'''

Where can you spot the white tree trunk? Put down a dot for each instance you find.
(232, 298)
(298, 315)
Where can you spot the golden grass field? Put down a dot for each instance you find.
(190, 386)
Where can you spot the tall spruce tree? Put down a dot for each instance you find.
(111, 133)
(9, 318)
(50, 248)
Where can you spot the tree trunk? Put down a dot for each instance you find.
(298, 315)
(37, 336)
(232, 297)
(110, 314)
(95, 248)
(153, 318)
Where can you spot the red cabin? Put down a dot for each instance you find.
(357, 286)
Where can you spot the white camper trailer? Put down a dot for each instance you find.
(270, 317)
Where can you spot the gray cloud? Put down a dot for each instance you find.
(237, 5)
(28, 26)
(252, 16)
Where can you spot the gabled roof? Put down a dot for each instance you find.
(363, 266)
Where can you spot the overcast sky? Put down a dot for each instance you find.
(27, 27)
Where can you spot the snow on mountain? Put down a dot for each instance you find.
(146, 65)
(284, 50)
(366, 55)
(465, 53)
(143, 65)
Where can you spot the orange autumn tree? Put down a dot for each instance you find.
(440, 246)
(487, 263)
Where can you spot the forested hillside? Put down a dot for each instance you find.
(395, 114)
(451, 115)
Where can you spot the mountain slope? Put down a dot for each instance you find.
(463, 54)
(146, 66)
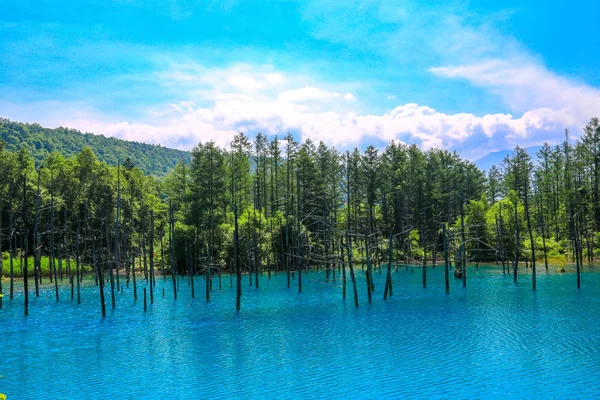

'''

WORK REQUEST = Pictures must be left out of the answer, which should be exactly the lines from the one holding "Where can you spot the tree" through the last line of the entries above, both included; please add nothing.

SOLUTION BELOW =
Where can you spot the tree trunk? Put down a dot for each instance you find.
(298, 315)
(37, 336)
(232, 297)
(110, 314)
(95, 248)
(153, 318)
Where can you spot the red cabin? Put down a dot for each instance you find.
(357, 286)
Where can you spot the white camper trailer? Put down a dot for each instance you find.
(270, 317)
Where can you spot the gray cloud? Put down a dot for each instance you find.
(237, 5)
(28, 26)
(252, 16)
Where can you spot the gabled roof? Put down a dot for each instance you find.
(363, 266)
Where can you spot the overcast sky? Put down a dot for each instance you find.
(27, 27)
Where can you spot the snow on mountain? Put down a dot for each instance you find.
(146, 65)
(284, 50)
(366, 55)
(465, 53)
(143, 65)
Where can you spot the orange autumn tree? Put down a dot for each instance you find.
(440, 246)
(487, 263)
Where can you spot the forested hillside? Put down a dot for each instance you find.
(395, 114)
(451, 115)
Where can you spot the mountain slope? Put down a dot for each instance you find.
(463, 54)
(146, 66)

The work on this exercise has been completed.